Provided data Start Marker

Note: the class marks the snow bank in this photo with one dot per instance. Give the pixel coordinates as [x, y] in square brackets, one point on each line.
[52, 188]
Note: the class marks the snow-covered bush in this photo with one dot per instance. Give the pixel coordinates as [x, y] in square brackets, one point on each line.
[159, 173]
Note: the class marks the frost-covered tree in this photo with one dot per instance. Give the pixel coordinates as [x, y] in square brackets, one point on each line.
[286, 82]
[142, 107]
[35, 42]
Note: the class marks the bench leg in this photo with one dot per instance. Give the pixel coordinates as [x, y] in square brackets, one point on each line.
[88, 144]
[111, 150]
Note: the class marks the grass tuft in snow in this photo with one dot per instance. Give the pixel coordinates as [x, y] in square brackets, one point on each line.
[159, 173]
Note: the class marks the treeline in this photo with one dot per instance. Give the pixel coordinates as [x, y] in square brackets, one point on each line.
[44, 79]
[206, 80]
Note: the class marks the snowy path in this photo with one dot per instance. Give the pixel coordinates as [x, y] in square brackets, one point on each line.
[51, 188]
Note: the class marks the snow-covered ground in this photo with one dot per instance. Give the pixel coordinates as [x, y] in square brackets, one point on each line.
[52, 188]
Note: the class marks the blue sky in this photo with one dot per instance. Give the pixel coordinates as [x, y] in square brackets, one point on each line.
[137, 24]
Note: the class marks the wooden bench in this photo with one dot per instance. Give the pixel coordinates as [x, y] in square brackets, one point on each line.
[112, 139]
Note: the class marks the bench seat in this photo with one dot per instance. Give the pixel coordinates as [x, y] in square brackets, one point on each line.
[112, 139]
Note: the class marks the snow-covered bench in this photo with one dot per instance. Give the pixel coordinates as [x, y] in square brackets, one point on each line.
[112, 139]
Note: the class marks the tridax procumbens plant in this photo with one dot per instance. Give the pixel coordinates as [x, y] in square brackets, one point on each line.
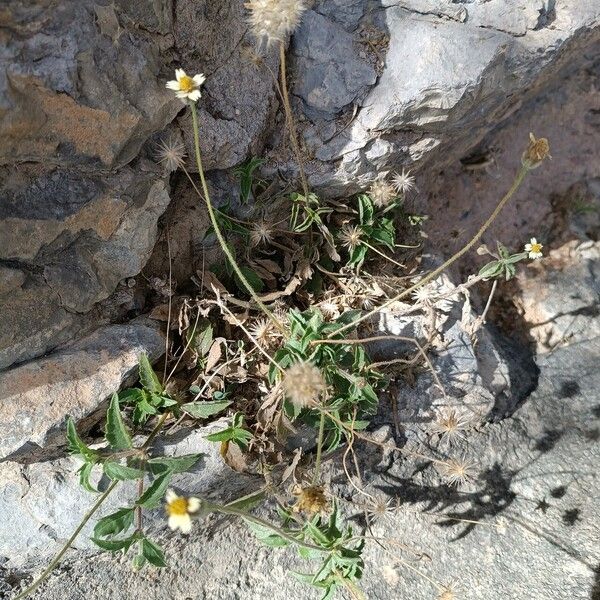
[290, 351]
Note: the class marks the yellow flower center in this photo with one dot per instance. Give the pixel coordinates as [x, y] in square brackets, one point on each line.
[177, 507]
[186, 84]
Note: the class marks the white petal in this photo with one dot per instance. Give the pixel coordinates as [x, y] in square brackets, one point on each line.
[193, 504]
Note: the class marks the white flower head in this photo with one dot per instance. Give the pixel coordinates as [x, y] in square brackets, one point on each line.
[274, 20]
[180, 511]
[534, 248]
[403, 182]
[186, 87]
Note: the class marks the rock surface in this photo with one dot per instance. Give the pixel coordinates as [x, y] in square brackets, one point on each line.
[527, 527]
[35, 398]
[440, 67]
[43, 502]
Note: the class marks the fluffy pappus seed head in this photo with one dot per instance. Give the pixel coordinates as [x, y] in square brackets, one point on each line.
[311, 500]
[382, 193]
[537, 151]
[273, 20]
[303, 384]
[171, 154]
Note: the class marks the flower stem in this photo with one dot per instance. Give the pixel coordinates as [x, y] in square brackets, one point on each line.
[229, 510]
[67, 545]
[289, 117]
[216, 227]
[433, 274]
[319, 449]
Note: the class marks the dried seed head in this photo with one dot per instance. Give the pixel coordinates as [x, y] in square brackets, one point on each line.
[457, 471]
[262, 331]
[403, 182]
[303, 384]
[381, 193]
[311, 500]
[171, 154]
[450, 424]
[261, 233]
[273, 20]
[536, 152]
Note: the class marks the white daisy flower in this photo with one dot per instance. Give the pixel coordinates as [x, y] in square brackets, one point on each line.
[186, 87]
[534, 248]
[180, 511]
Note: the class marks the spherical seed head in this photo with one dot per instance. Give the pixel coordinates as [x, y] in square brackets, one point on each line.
[261, 233]
[381, 193]
[303, 384]
[403, 182]
[458, 471]
[311, 500]
[171, 154]
[537, 151]
[274, 20]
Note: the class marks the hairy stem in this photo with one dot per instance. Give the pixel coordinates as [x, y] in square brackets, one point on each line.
[289, 117]
[319, 449]
[433, 274]
[67, 545]
[219, 234]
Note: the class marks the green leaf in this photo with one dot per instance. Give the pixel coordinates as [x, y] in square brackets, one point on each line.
[173, 464]
[203, 410]
[114, 523]
[365, 210]
[153, 496]
[138, 562]
[153, 553]
[116, 433]
[76, 445]
[121, 472]
[115, 545]
[148, 377]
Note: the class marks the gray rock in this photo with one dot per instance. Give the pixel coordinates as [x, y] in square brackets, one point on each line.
[75, 237]
[43, 502]
[37, 397]
[332, 74]
[560, 296]
[480, 372]
[437, 94]
[527, 527]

Provided data End Marker

• _Work task_
Would you mind repeating the records above exactly, without the pictures?

• _Reply to the task_
Note: the class marks the snow bank in this photo with one dot per instance. Give the pixel coordinates as [x, y] in square brackets, one point on each line.
[52, 188]
Note: the class marks the snow-covered bush in this photo with one dot per instance. Give the pixel coordinates as [x, y] in square brackets, one point on each line.
[159, 173]
Note: the class marks the frost-covered tree in this photo with one dot per instance. Give the pixel coordinates as [x, y] in square brackets, one point on each line.
[286, 82]
[142, 107]
[35, 42]
Note: the class marks the bench leg in this photo with one dot per instance. Give the pixel coordinates as [x, y] in square brackets, one point on each line.
[88, 144]
[111, 150]
Note: the class marks the grass tuft in snow in this photo with one dot per instance. Give the pixel coordinates as [x, y] in square brackets, one point on each line.
[159, 173]
Note: the class marks the treeline in this photo with one dot per instance. Give the pixel coordinates as [x, y] in square brackets, one point on each line.
[44, 79]
[206, 80]
Note: the class marks the snowy path in this photo with one dot per instance. Give the pixel coordinates as [x, y] in square brackets, one point on each line.
[51, 188]
Note: the class marks the snow-covered ground in this photo with one dot per instance. Give the pixel coordinates as [x, y] in square brackets, one point on each line.
[52, 188]
Note: the class marks the blue sky in this photo with one dot per instance. Give the pixel coordinates as [x, y] in square brackets, one point on each line.
[137, 24]
Note: the class marks the wooden bench in this photo with one dot per instance. Give the pixel coordinates as [x, y] in square brackets, one point on each line.
[112, 139]
Note: the class marks the bench seat in this photo with one dot per instance. Give the pixel coordinates as [x, y] in square brackets, one point on each line.
[112, 139]
Note: the class marks the snow-covered bench in this photo with one dot per instance. Give the pixel coordinates as [x, y] in square brackets, one point on each line.
[112, 139]
Note: the class marks the tridax procumbens plant in this photo with one dot per instance. Give the pixel coordinates as [x, y] in square brackets, one point on each line.
[290, 351]
Note: the class marks the yellow flower center in this photo with one dot per instance. Give the pixel coordinates as [x, y] in square brackets, one point on each line.
[177, 507]
[186, 84]
Note: the class marks the white petal in this photo with one dot per instance. Give the pixel coordinates as [x, y] in square brackets, one point on each line.
[193, 504]
Note: the class marks the white flower head in this photo with one dot per instance. Give the pixel coordinates as [x, y] in square brackets, one point on each line.
[274, 20]
[180, 511]
[534, 248]
[403, 182]
[186, 87]
Note: the class marks the rock surface in this photo with one dot per instance. Give the pixel coordinates as [x, y] in square brackets, one point on each line.
[527, 527]
[35, 398]
[440, 67]
[43, 502]
Note: the class marks the fluffy pappus seed head in this photo with one dot per instance. Give the pixel coordinates as [x, y] in square brackets, one point on each line.
[311, 500]
[382, 193]
[537, 151]
[273, 20]
[303, 384]
[171, 154]
Note: the class marks the flower stem in this photo with one dot per instance. Give the pixel coordinates as [x, y] in square brackets, one point on each line.
[229, 510]
[67, 545]
[289, 117]
[216, 227]
[433, 274]
[319, 449]
Note: the class marks the dried seed head in this photo with one dot per instance. Give the pixel coordinates as [x, y] in square brackets, one point on each line.
[457, 471]
[262, 331]
[403, 182]
[303, 384]
[381, 193]
[311, 500]
[171, 154]
[450, 424]
[261, 233]
[273, 20]
[536, 152]
Note: the class marks the white daisy flower in this photo with one dot per instance. Give the pixel coordinates as [x, y] in square brackets, one point on each line.
[186, 87]
[534, 248]
[180, 511]
Note: the class marks the spherical seed head in this photo with one dot per instance. Give the pixel coordinates as [x, y] in square brackets, one point on each line.
[261, 233]
[381, 193]
[303, 384]
[403, 182]
[458, 471]
[311, 500]
[171, 154]
[537, 151]
[274, 20]
Note: the class marks the hairy stem in this photo with one dot per instance. Give the pixel coordinates as [x, y] in square brackets, one point on each line.
[289, 117]
[319, 449]
[433, 274]
[67, 545]
[219, 234]
Note: the class marks the green leaf in this photo with one dot per instance. Give the pixel coordinates as [x, y] in square brackets, one point on each line.
[173, 464]
[203, 410]
[114, 523]
[365, 210]
[153, 496]
[138, 562]
[153, 553]
[116, 433]
[76, 445]
[121, 472]
[115, 545]
[148, 377]
Note: the class marks the gray rock in this photo with one dot per instance. Give the pixel coordinates as [x, y] in square brackets, one point on each line.
[75, 237]
[43, 502]
[37, 397]
[332, 74]
[560, 296]
[480, 372]
[437, 94]
[527, 527]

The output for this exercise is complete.